* begin READING PASSAGE *

Gag Order On Identity Politics May Prove Counterproductive

                                                                                                                                 *Manoj Mitta

Following the government’s controversial move to fight corruption through demonetization, the Supreme Court came up with a redefinition of a “corrupt practice”. This redefinition though has little to do with black money. It’s about widening the ambit of one of the corrupt practices listed in the election law, Section 123(3) of the Representation of the People Act. Namely, the practice of an “appeal” made by a candidate or anyone authorized by him to vote or refrain from voting on the basis of “his” religion, race, caste, community or language. On January 2, a seven-judge bench of the Supreme Court delivered a 4-3 verdict on the meaning of the pronoun “his” used in the provision dealing with the excesses of identity politics1 . Giving a “broad and purposive interpretation” to that single word, the majority judgments held that the bar on the appeal for votes was on the basis of any of the five listed identities of not just the candidates but also those of the voters. This means that a candidate is now barred from appealing on the basis of, for instance, not just his own religion but also that of the voters he is addressing. The implication is that a candidate belonging to one religion is not allowed any longer to appeal for votes on the basis of another religion to which the voters belong.

The justifications offered for going beyond the “literal” interpretation suggest that the four judges comprising the majority on the Bench believed that they were plugging a loophole. In the main judgment on behalf of Justice L Nageswara Rao and himself, Justice Madan Lokur said that this expansive reading was necessary “for maintaining the purity of the electoral process and not vitiating it”. Since a candidate is prohibited from appealing to vote on certain grounds, Justice S A Bobde held, “The word ‘his’ therefore must necessarily be taken to embrace the entire transaction of the appeal to vote made to voters and must be held referable to all the actors involved i.e. the candidate, his election agent etc., and the voter.” Justice T S Thakur added, “So interpreted, religion, race, caste, community or language would not be allowed to play any role in the electoral process and should an appeal be made on any of those considerations, the same would constitute a corrupt practice.”

The pious sentiments expressed by the four judges are unexceptionable. But the idea that votes could be canvassed without referring to any of the five identities of the electors seems far too cut off from the complexities of India’s plural society. This is exactly why three judges dissented: Justices D Y Chandrachud, A K Goel and U U Lalit. The minority judgment, authored by Justice Chandrachud on behalf of all the three, pointed out that voters “may have and in fact do have a legitimate expectation that the discrimination and deprivation which they may have suffered in the past - and which many continue to suffer - on the basis of their religion, caste, or language should be remedied.” Since access to governance is a means of addressing social disparities, Chandrachud observed: “Social mobilization is a powerful instrument of bringing marginalized groups into the mainstream.” Therefore, the majority decision to prohibit a candidate from conveying to voters “that the injustices faced by them on the basis of traits having an origin in religion, race, caste, community or language would be remedied,” he said, “is to reduce democracy to an abstraction”.

* end READING PASSAGE *
* begin PROVIDED RECORDS *

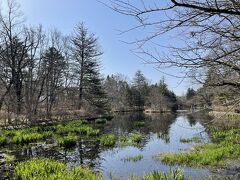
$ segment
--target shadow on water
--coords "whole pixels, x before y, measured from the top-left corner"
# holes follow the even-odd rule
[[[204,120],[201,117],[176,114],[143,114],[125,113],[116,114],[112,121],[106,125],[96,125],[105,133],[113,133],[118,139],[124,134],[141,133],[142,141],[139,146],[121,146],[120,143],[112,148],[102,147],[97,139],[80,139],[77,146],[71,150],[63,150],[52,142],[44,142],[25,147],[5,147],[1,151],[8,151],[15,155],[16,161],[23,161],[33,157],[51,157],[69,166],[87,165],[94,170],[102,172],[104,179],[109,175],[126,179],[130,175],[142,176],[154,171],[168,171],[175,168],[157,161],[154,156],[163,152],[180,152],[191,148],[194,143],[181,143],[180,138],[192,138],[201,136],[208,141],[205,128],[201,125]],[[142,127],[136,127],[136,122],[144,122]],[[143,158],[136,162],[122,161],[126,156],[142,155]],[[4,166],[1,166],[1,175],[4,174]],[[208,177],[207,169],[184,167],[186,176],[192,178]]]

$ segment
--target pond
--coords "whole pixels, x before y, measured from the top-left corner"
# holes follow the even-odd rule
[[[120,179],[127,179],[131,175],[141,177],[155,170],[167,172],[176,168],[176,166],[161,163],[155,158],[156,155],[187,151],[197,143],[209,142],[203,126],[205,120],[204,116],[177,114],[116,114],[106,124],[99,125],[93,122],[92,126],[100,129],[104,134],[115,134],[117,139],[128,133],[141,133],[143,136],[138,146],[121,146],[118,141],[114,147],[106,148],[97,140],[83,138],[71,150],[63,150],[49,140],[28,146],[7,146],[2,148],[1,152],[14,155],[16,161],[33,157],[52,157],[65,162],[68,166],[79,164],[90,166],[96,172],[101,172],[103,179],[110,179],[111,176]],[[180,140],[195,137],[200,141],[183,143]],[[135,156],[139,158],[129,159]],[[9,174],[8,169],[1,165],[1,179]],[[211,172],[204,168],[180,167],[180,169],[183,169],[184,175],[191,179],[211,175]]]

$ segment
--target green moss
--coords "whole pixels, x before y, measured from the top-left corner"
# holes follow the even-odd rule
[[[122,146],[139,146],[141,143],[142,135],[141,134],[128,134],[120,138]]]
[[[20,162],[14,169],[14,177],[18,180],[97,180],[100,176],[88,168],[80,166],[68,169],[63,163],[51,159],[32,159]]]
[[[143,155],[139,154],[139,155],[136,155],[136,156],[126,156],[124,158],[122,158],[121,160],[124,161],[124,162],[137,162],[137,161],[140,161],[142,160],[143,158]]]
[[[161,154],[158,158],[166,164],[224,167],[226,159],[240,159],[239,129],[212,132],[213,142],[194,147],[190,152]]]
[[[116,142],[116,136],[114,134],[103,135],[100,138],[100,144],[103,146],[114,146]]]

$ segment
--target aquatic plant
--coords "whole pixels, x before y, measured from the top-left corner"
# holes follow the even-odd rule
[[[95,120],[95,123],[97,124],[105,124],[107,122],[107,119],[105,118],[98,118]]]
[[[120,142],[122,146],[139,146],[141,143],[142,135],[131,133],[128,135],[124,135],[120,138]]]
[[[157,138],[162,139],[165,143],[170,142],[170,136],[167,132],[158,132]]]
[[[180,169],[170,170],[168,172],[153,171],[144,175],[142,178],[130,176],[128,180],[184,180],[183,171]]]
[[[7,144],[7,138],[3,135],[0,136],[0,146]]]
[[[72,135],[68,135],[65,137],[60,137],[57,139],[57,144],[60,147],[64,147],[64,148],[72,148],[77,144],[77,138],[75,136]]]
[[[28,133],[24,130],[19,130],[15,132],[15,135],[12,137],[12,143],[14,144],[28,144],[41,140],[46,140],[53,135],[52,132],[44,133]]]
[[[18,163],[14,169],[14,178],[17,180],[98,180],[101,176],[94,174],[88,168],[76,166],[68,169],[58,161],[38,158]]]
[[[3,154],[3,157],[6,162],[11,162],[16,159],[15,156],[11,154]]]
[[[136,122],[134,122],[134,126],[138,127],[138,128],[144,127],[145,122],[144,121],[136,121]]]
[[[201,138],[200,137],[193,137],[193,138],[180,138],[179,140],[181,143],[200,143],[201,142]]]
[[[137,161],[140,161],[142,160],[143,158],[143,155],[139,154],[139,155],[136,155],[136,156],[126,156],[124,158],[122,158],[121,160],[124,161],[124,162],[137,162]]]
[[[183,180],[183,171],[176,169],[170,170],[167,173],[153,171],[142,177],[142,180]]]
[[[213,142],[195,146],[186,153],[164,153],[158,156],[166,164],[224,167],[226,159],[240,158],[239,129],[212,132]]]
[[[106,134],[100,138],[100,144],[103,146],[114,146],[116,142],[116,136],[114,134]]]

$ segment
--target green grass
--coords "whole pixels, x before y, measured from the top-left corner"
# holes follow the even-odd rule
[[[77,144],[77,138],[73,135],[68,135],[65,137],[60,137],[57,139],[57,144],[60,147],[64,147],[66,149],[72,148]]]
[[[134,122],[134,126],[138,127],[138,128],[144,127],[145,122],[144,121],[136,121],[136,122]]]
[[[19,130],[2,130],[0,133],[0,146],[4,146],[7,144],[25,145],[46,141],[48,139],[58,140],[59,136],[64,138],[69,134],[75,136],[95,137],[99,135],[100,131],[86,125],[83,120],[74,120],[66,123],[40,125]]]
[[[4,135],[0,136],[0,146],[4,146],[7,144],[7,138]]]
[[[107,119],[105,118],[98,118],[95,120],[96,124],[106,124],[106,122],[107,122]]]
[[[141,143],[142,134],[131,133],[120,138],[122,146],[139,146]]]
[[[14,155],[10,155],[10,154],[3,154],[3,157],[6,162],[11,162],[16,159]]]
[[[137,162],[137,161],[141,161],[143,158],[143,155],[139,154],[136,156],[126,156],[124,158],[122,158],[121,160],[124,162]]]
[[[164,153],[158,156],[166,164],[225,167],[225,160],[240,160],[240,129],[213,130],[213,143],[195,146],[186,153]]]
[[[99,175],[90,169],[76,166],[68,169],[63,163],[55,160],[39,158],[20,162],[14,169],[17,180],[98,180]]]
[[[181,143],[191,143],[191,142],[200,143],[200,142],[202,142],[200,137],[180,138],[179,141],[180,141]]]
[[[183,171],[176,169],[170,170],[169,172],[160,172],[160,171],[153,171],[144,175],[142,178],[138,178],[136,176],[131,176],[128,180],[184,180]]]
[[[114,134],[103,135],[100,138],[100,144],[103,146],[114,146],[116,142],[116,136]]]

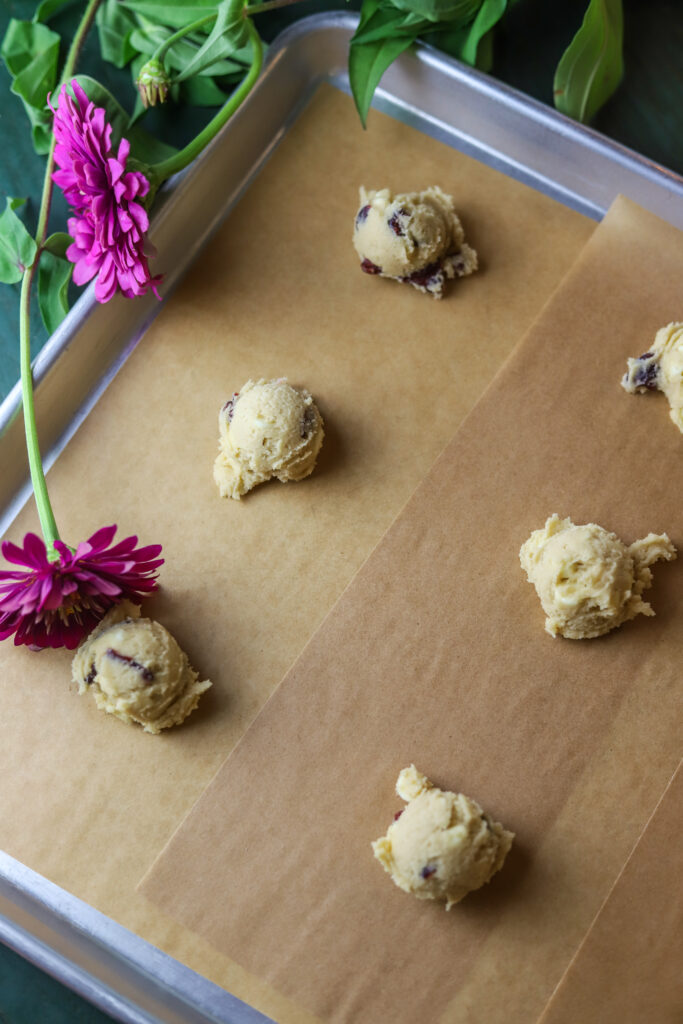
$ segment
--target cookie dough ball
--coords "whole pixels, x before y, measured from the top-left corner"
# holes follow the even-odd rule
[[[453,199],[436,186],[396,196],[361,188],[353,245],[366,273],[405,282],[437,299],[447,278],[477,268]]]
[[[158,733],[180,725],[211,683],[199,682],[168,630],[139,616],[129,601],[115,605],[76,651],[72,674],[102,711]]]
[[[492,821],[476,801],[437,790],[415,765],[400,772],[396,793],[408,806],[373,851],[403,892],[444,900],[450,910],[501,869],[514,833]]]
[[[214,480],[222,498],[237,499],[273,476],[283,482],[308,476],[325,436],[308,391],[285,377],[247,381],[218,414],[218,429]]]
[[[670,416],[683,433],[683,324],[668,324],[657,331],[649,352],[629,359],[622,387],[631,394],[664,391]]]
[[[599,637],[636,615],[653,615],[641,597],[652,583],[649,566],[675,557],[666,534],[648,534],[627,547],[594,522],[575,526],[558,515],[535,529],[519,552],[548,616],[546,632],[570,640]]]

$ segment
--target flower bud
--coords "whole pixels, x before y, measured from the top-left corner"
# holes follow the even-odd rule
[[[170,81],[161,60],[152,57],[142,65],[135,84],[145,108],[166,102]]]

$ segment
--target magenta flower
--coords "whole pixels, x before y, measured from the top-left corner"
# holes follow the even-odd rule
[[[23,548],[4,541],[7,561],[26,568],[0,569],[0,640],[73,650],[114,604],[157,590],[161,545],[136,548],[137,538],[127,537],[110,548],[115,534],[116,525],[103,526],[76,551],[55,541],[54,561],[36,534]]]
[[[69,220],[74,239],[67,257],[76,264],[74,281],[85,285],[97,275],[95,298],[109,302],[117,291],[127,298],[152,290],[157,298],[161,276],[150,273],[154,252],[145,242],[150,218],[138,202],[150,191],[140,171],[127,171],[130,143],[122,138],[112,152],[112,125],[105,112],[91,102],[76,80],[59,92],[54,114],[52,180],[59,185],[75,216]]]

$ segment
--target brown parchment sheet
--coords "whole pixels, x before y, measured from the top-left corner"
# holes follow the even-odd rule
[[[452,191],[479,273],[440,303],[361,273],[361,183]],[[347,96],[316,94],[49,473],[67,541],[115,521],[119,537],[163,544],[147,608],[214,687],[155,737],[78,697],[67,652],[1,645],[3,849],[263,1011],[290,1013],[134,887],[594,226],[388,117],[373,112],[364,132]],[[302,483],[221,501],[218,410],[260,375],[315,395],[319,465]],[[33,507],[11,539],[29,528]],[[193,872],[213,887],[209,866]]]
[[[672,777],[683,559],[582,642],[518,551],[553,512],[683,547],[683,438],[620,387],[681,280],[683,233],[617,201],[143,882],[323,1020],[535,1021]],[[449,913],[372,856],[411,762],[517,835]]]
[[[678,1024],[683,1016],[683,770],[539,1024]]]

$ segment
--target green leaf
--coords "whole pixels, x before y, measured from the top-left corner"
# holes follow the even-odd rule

* end PROVIDED RECORDS *

- _TASK INSTRUCTIONS_:
A) Using the article on the Supreme Court's reading of the word "his," decide whether each statement agrees with it: (i) the verdict came from a seven-judge bench on January 2; (ii) the minority judgment was written by Justice A K Goel; (iii) the redefinition of a "corrupt practice" is mainly about black money. Answer yes or no for each and quote the deciding words of the article.
B) List every judge named in the article on the Supreme Court's reading of the word "his."
C) Carry on the article about the Supreme Court's reading of the word "his," starting after its final sentence.

- _RESULTS OF THE EXERCISE_:
A)
(i) Yes: "On January 2, a seven-judge bench of the Supreme Court delivered a 4-3 verdict"
(ii) No: "The minority judgment, authored by Justice Chandrachud on behalf of all the three"
(iii) No: "This redefinition though has little to do with black money."

B) Justice L Nageswara Rao, Justice Madan Lokur, Justice S A Bobde, Justice T S Thakur, Justice D Y Chandrachud, Justice A K Goel, Justice U U Lalit

C)
Another compelling reason cited by Chandrachud for disagreeing with the gag order proposed by the majority opinion is that it would violate the constitutional protection of free speech enjoyed by candidates and political parties. Given that this fundamental right is subject only to “reasonable restrictions” enacted  by Parliament, Chandrachud said, “There is no warrant for making an assumption that Parliament while enacting Section 123(3) intended to sanitize the electoral process from the real histories of our people grounded in injustice, discrimination and suffering.” Thus, even if Section 123(3) is assumed to have been drafted to bar candidates from discussing any identity-based issues faced by sections of voters, such a restriction would have failed the test of reasonableness and would therefore have been vulnerable to being declared unconstitutional.

As a corollary, the minority judgment raised the bar for what constitutes a corrupt practice under Section 123(3). “Discussion of matters relating to religion, caste, race, community or language which are of concern to the voters is not an appeal on those grounds,” it said, adding, “What is proscribed by Section 123(3) is a candidate soliciting votes for himself or making a request for votes not to be cast for a rival candidate on the basis of his own (or of the rival candidate’s) religion etc.” Pointing out that the Constitution contains provisions for the amelioration of disabilities and discrimination practiced on the basis of various identities, Chandrachud said, “Discussion about these matters - within and outside the electoral context – is a constitutionally protected value and is an intrinsic part of the freedom of speech and expression.”

But what if a candidate, without directly soliciting votes for himself, derives electoral mileage by inciting hatred between different groups of voters? There is a different provision for it, Section 123(3A), which deals with the promotion of enmity between different classes of citizens on the basis of any of the five identities by the candidate or anyone authorized by him. And, as the minority judgment put it, “Section 123(3A) cannot be telescoped into Section 123(3). The legislature has carefully drafted Section 123(3) to reach out to a particular corrupt practice, which is even more evident when the ambit of Section 123(3A) is contrasted with Section 123(3). One cannot be read into the other nor can the text of Section 123(3) be widened on the basis of a purposive interpretation.”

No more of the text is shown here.